:: EXERCISE REQUIREMENTS ::
Nothing in the records may be altered. Repeat them in full.

Referring expression data:

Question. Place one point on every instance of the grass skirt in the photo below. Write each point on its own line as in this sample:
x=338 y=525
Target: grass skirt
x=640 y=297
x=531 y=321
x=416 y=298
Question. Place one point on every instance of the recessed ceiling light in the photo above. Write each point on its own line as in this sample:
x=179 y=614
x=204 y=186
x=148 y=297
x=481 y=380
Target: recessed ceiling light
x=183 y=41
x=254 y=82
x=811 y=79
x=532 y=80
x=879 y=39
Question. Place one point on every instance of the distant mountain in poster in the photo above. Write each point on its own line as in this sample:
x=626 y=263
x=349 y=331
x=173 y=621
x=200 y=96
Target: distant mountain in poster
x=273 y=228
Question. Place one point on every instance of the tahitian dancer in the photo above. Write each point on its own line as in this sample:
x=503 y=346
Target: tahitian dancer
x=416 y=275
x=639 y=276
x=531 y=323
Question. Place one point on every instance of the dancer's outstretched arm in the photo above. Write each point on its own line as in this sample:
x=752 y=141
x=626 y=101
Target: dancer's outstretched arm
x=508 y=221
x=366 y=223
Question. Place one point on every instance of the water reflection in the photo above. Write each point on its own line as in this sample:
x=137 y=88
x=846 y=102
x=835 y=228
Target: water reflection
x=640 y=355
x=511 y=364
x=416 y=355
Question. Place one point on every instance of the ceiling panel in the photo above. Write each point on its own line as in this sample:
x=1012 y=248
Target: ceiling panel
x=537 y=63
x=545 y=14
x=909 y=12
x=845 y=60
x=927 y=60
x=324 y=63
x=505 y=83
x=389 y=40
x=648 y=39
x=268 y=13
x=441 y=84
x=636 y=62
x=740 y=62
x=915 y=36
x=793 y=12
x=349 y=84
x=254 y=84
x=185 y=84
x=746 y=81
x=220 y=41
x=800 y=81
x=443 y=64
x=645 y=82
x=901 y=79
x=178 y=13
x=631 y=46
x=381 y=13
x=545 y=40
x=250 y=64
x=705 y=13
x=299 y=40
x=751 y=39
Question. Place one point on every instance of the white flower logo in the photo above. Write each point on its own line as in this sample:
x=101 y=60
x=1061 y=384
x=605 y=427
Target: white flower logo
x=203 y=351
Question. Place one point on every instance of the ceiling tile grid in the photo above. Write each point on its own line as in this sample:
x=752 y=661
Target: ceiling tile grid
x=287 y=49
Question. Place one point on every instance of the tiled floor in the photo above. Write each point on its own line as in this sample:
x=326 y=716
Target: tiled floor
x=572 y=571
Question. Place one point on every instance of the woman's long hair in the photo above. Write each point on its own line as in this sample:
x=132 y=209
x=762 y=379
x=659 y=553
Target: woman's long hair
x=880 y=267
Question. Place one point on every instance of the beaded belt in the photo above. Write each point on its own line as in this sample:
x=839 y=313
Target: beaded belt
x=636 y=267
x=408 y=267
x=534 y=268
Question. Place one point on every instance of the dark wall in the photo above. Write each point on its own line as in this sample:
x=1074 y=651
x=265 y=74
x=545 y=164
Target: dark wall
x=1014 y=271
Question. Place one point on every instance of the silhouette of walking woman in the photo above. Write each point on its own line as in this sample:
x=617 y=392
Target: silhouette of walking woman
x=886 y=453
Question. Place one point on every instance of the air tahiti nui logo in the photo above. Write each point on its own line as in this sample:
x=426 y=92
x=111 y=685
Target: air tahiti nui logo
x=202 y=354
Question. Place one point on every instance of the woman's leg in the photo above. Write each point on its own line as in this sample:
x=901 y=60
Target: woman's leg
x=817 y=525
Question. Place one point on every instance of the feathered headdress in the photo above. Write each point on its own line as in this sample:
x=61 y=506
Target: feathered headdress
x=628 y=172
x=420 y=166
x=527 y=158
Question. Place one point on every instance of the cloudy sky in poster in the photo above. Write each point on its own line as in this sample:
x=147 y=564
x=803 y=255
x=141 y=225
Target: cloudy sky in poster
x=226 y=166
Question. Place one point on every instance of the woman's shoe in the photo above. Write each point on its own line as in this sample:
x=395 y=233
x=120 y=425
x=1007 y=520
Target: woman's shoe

:: TASK RESULT ::
Question. Place one point on every instance of the grass skirt in the photo below. Write each point on its own line as in this sample:
x=338 y=525
Target: grass skirt
x=640 y=297
x=531 y=321
x=416 y=298
Question. Place one point on every instance of the recessed ceiling light in the photo above. Write each point on its own line as in this sample:
x=179 y=614
x=204 y=186
x=148 y=297
x=481 y=380
Target: recessed ceiling light
x=183 y=41
x=254 y=82
x=811 y=79
x=532 y=80
x=879 y=39
Question. Place one point on every instance of the distant mountain in poster in the photo above. Write each point on its own line as in this sample:
x=626 y=263
x=349 y=331
x=173 y=621
x=200 y=96
Target: distant mountain in poster
x=273 y=228
Question. Place one point on every instance of the tahitian dancer in the photo above. Write each point on its own line as in this sample:
x=503 y=346
Target: tahitian dancer
x=416 y=275
x=639 y=276
x=531 y=323
Question. Place one point on every instance of the dancer's outstretched arm in the photo above. Write each point on its own line as in this sample:
x=752 y=141
x=626 y=101
Target: dancer's outstretched arm
x=508 y=221
x=366 y=223
Question. Place one point on every instance of the water reflection in the photo above. Write each point on its own line as in this sample:
x=137 y=88
x=846 y=102
x=835 y=228
Target: water reflection
x=640 y=355
x=511 y=364
x=416 y=355
Question. Place one point on every instance of the ceiling panel in the photo above. Write each point on its own line as in this sample:
x=1012 y=248
Target: ceiling panel
x=537 y=63
x=545 y=14
x=909 y=12
x=845 y=60
x=927 y=60
x=324 y=63
x=505 y=83
x=389 y=40
x=648 y=39
x=268 y=13
x=441 y=84
x=636 y=62
x=740 y=62
x=915 y=36
x=793 y=12
x=349 y=84
x=254 y=84
x=185 y=84
x=746 y=81
x=220 y=41
x=800 y=81
x=443 y=64
x=645 y=82
x=901 y=79
x=178 y=13
x=631 y=46
x=381 y=13
x=545 y=40
x=250 y=64
x=705 y=13
x=299 y=40
x=751 y=39
Question. Place one point on every instance of the white flower logo in the photo above. Write each point on its own line as in this sample:
x=101 y=60
x=1061 y=384
x=605 y=427
Target: white flower logo
x=203 y=351
Question. Place one point on every instance of the ceiling tile grid in the photo above. Write each point on its own line as in this sample:
x=752 y=661
Target: ceiling tile grid
x=287 y=49
Question. Place one point on every instance of the tiled floor in the photo above. Write each point on its own line as in this sample:
x=326 y=716
Target: tiled floor
x=572 y=571
Question. Place one point on every instance of the woman's long hair in the photo above. Write each point on its own line as in this sample:
x=132 y=209
x=762 y=379
x=659 y=553
Target: woman's long hair
x=880 y=267
Question. Place one point on every instance of the beaded belt in the photo above. Write each point on its own line as in this sample:
x=839 y=313
Target: beaded belt
x=636 y=267
x=408 y=267
x=534 y=268
Question. Place one point on every instance of the dark wall in the photo above. Write each point on its own line as in this sample:
x=1074 y=651
x=265 y=74
x=545 y=164
Target: dark wall
x=1014 y=271
Question. Place one point on every instance of the silhouette of walking woman in the photo above. Write each point on its own line as in this sample:
x=617 y=392
Target: silhouette of walking woman
x=886 y=453
Question. Place one point on every instance of the air tahiti nui logo in the photo above. Write each point on its own line as in this sample:
x=426 y=92
x=111 y=685
Target: air tahiti nui logo
x=202 y=354
Question. Place one point on every instance of the woman's leg in the photo above. Write each point on its own line as in this sample:
x=901 y=60
Target: woman's leg
x=817 y=525
Question. Place one point on every instance of the feathered headdress in the photo above. Write each point on its own line as in this sample:
x=61 y=506
Target: feathered headdress
x=628 y=172
x=420 y=166
x=527 y=158
Question. Place one point on every instance of the cloudy sky in poster in the photo above. Write each point on its own line as in this sample:
x=147 y=564
x=803 y=255
x=141 y=225
Target: cloudy sky in poster
x=226 y=166
Question. Place one point on every instance of the woman's shoe in the photo above. Write each point on its own line as in this sample:
x=395 y=233
x=120 y=425
x=1007 y=520
Target: woman's shoe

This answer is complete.